(Image outline annotation entries)
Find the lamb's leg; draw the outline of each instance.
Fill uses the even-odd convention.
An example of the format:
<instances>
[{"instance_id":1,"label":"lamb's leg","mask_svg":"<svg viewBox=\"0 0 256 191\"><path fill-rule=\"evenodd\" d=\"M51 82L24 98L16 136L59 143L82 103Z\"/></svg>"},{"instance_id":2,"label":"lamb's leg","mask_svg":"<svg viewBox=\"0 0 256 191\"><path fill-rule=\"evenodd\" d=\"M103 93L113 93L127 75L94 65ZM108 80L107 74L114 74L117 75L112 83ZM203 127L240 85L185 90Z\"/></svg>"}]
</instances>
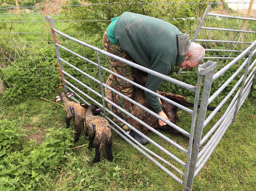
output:
<instances>
[{"instance_id":1,"label":"lamb's leg","mask_svg":"<svg viewBox=\"0 0 256 191\"><path fill-rule=\"evenodd\" d=\"M94 147L95 148L95 157L93 159L93 163L99 162L100 161L100 152L101 151L102 153L102 148L101 149L100 146L100 143L98 139L95 138L94 143Z\"/></svg>"},{"instance_id":2,"label":"lamb's leg","mask_svg":"<svg viewBox=\"0 0 256 191\"><path fill-rule=\"evenodd\" d=\"M93 148L93 140L95 137L95 133L90 133L89 132L89 147L88 149L90 149Z\"/></svg>"},{"instance_id":3,"label":"lamb's leg","mask_svg":"<svg viewBox=\"0 0 256 191\"><path fill-rule=\"evenodd\" d=\"M87 129L87 126L86 126L86 121L85 120L84 120L84 136L88 136L88 133L87 132L88 129Z\"/></svg>"},{"instance_id":4,"label":"lamb's leg","mask_svg":"<svg viewBox=\"0 0 256 191\"><path fill-rule=\"evenodd\" d=\"M66 117L65 118L65 122L66 122L66 128L69 128L69 127L70 127L70 119L72 119L72 116L71 117L68 117L68 116L66 116Z\"/></svg>"},{"instance_id":5,"label":"lamb's leg","mask_svg":"<svg viewBox=\"0 0 256 191\"><path fill-rule=\"evenodd\" d=\"M111 146L112 145L112 143L107 143L106 144L106 153L107 153L107 157L108 157L108 159L109 161L112 161L113 160L113 156L112 156L112 151L111 149Z\"/></svg>"}]
</instances>

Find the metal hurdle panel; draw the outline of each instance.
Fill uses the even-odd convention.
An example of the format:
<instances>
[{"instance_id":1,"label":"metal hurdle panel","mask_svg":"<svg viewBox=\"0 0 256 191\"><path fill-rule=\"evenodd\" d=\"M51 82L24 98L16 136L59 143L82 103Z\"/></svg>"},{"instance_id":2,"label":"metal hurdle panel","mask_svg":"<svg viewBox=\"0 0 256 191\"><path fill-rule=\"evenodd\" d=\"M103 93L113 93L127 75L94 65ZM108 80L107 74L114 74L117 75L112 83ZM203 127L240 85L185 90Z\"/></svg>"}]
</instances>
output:
<instances>
[{"instance_id":1,"label":"metal hurdle panel","mask_svg":"<svg viewBox=\"0 0 256 191\"><path fill-rule=\"evenodd\" d=\"M220 140L222 137L227 130L229 125L232 122L232 120L233 120L233 122L234 122L237 111L239 110L239 108L241 107L245 99L249 93L250 92L251 86L253 86L253 79L255 75L256 70L255 67L254 66L255 61L254 61L252 63L251 63L251 58L255 52L255 51L253 51L253 48L256 44L256 41L253 42L253 44L244 52L243 52L239 56L236 58L228 65L227 65L225 67L224 67L223 69L222 69L216 74L214 74L214 68L216 66L216 62L208 61L207 62L200 66L198 70L198 78L197 84L196 86L194 86L178 81L173 78L170 78L168 76L163 75L161 74L146 68L144 67L123 59L96 47L94 47L82 41L78 40L70 36L68 36L54 28L53 21L51 17L45 17L45 19L47 21L49 20L52 27L52 32L53 32L53 36L54 36L56 34L57 34L58 35L61 35L65 38L77 43L78 44L81 44L88 48L93 50L96 52L97 52L97 63L95 63L89 60L89 59L83 57L81 55L69 50L68 48L60 44L58 44L54 40L58 60L61 66L61 71L62 74L62 77L63 80L65 79L65 83L64 84L65 91L72 91L78 92L77 93L77 96L83 102L89 104L81 97L82 95L85 96L92 101L97 104L99 107L101 107L103 109L103 113L101 114L110 122L110 124L113 126L112 126L111 127L113 131L116 132L125 141L128 142L131 145L132 145L137 150L145 155L145 156L146 156L151 161L152 161L154 164L155 164L168 175L170 175L176 181L182 185L183 186L183 190L191 190L194 177L198 173L200 170L203 167L204 165L206 164L207 160L212 153L214 149L216 148L216 145ZM94 66L96 68L98 68L100 80L97 79L94 76L90 76L80 68L78 68L73 66L72 63L69 63L66 60L62 59L60 53L60 48L61 48L62 50L64 50L72 54L80 59L85 60L85 62L89 63L89 64ZM250 52L249 56L241 66L240 68L237 70L237 72L234 74L233 75L230 77L229 80L226 81L217 91L216 91L213 95L210 96L210 90L212 82L219 78L222 75L226 72L227 70L229 70L229 68L232 67L237 63L238 61L243 58L248 52ZM112 72L111 70L109 70L108 68L101 66L100 54L104 55L107 56L115 58L116 60L125 63L126 64L129 64L136 68L139 69L148 74L151 74L152 75L156 76L158 78L162 78L170 83L172 83L175 85L179 86L182 88L186 88L194 92L195 106L193 109L186 108L173 101L168 100L168 99L160 95L158 95L147 88L145 88L144 87L136 84L136 83L131 82L128 79L126 79L125 78L119 76L119 75ZM68 66L69 67L72 67L76 71L84 75L86 78L88 78L93 80L96 83L98 83L99 85L100 86L100 90L98 90L97 91L95 90L93 90L89 86L86 85L83 82L80 82L78 79L73 76L65 70L65 66ZM244 68L245 68L245 71L243 73L243 75L238 80L236 85L234 87L233 89L230 91L230 93L229 94L229 95L225 99L223 99L220 104L218 105L214 111L212 111L210 116L208 116L206 119L206 113L207 105L212 101L212 100L222 92L223 90L224 90L226 87L227 87L227 86L230 83L230 82L231 82L238 74L241 74L241 71ZM104 71L104 72L108 72L109 74L112 74L113 75L115 75L115 76L121 78L125 81L132 83L134 86L141 88L144 91L148 91L152 94L155 95L160 98L175 105L175 106L179 107L180 109L183 109L188 113L192 115L192 117L191 123L190 132L188 132L184 130L182 128L178 127L178 125L165 120L155 113L144 107L143 106L138 104L136 101L134 101L131 99L128 98L120 92L116 91L115 90L112 89L110 87L107 86L105 83L103 83L101 75L102 71ZM250 73L248 75L249 71L250 71ZM99 97L100 97L100 99L102 100L102 102L98 102L94 99L85 94L84 91L81 90L77 87L74 86L74 84L69 82L68 79L70 79L74 80L76 83L78 83L81 87L82 87L86 90L88 90L89 91L92 92L94 95L97 96ZM201 91L200 87L202 82L204 82L204 86L202 91L202 97L200 97L200 93ZM239 90L236 91L237 87L238 87L239 86ZM190 139L187 148L184 148L179 144L175 143L168 137L152 128L149 125L148 125L143 121L140 121L137 117L136 117L136 116L132 115L131 113L124 110L122 108L120 108L119 105L115 104L111 100L107 99L104 96L104 88L107 88L111 90L112 91L114 91L115 93L127 99L128 101L132 103L132 104L137 105L147 112L150 113L152 115L156 116L159 119L160 119L166 123L168 125L179 131L180 133L189 136ZM218 122L207 133L206 135L202 137L202 135L204 127L212 119L212 117L217 113L217 112L219 110L222 106L230 98L231 95L235 93L236 93L237 94L235 94L235 96L233 99L231 103L225 111L223 116L220 119L219 119ZM78 100L74 97L72 98L74 101L80 102ZM200 101L200 107L198 115L198 104L200 98L202 98L202 100ZM159 145L159 144L156 143L155 141L149 139L149 137L148 137L147 136L143 134L140 131L135 129L133 127L131 126L126 121L124 121L117 116L115 115L109 109L108 109L107 107L105 107L105 102L108 102L108 103L110 103L111 104L113 105L113 107L118 108L119 109L140 123L141 124L150 129L152 132L155 133L161 138L162 138L163 140L166 141L167 143L171 144L172 146L174 146L175 148L176 148L180 152L180 153L183 155L182 159L180 159L182 157L179 158L178 157L175 156L175 155L172 153L171 151L170 151L170 149L168 149L169 148L166 148L166 147L164 147L162 145ZM132 129L136 132L137 133L140 134L143 137L147 139L151 143L151 144L153 144L154 146L156 147L157 149L159 149L159 152L157 152L157 153L153 152L147 147L141 145L139 143L131 137L129 135L124 136L123 133L124 133L125 132L121 128L119 127L112 120L111 120L111 119L108 117L106 115L106 113L108 113L109 115L112 116L113 117L115 117L121 121ZM196 121L197 123L196 124ZM196 125L196 128L195 128ZM211 137L210 139L209 139L209 137L211 135L212 136ZM193 143L194 138L195 139L194 142ZM206 143L204 147L200 151L199 149L200 148L200 147L204 143ZM160 153L162 152L165 153L169 159L166 160L160 157L158 153ZM156 160L155 158L156 158L157 159ZM180 177L182 177L182 178L180 178Z\"/></svg>"}]
</instances>

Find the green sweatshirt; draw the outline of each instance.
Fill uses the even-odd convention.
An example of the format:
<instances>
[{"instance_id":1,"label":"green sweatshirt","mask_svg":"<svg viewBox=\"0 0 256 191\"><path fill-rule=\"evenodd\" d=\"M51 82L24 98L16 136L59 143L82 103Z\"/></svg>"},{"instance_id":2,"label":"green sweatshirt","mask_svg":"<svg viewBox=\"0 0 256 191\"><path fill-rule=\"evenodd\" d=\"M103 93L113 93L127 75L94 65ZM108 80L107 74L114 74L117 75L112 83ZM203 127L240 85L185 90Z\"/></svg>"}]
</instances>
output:
<instances>
[{"instance_id":1,"label":"green sweatshirt","mask_svg":"<svg viewBox=\"0 0 256 191\"><path fill-rule=\"evenodd\" d=\"M116 43L137 64L168 75L172 68L185 60L190 46L190 37L171 23L129 12L113 21L110 29L108 28L108 37L115 36ZM148 74L145 87L156 92L163 81ZM145 95L156 112L162 110L157 96L147 92Z\"/></svg>"}]
</instances>

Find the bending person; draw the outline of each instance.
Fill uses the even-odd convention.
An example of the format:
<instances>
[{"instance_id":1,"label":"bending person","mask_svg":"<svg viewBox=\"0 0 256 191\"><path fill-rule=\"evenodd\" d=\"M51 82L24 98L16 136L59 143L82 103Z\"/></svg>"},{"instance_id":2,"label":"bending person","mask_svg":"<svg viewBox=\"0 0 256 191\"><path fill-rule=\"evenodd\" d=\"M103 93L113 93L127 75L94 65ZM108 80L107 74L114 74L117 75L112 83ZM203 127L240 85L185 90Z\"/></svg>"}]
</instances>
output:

• YOUR TASK: Copy out the material word for word, starting at the line that contains "Find the bending" and ending at the last line of the material.

• FULL RESPONSE:
Find the bending person; draw the outline of each instance.
Fill uses the even-odd convention.
An example of the format:
<instances>
[{"instance_id":1,"label":"bending person","mask_svg":"<svg viewBox=\"0 0 256 191\"><path fill-rule=\"evenodd\" d=\"M51 82L24 98L16 136L59 143L82 103Z\"/></svg>"},{"instance_id":2,"label":"bending person","mask_svg":"<svg viewBox=\"0 0 256 191\"><path fill-rule=\"evenodd\" d=\"M103 93L113 93L127 75L94 65ZM108 80L107 74L114 74L117 75L112 83ZM203 127L240 85L185 90Z\"/></svg>"}]
</instances>
output:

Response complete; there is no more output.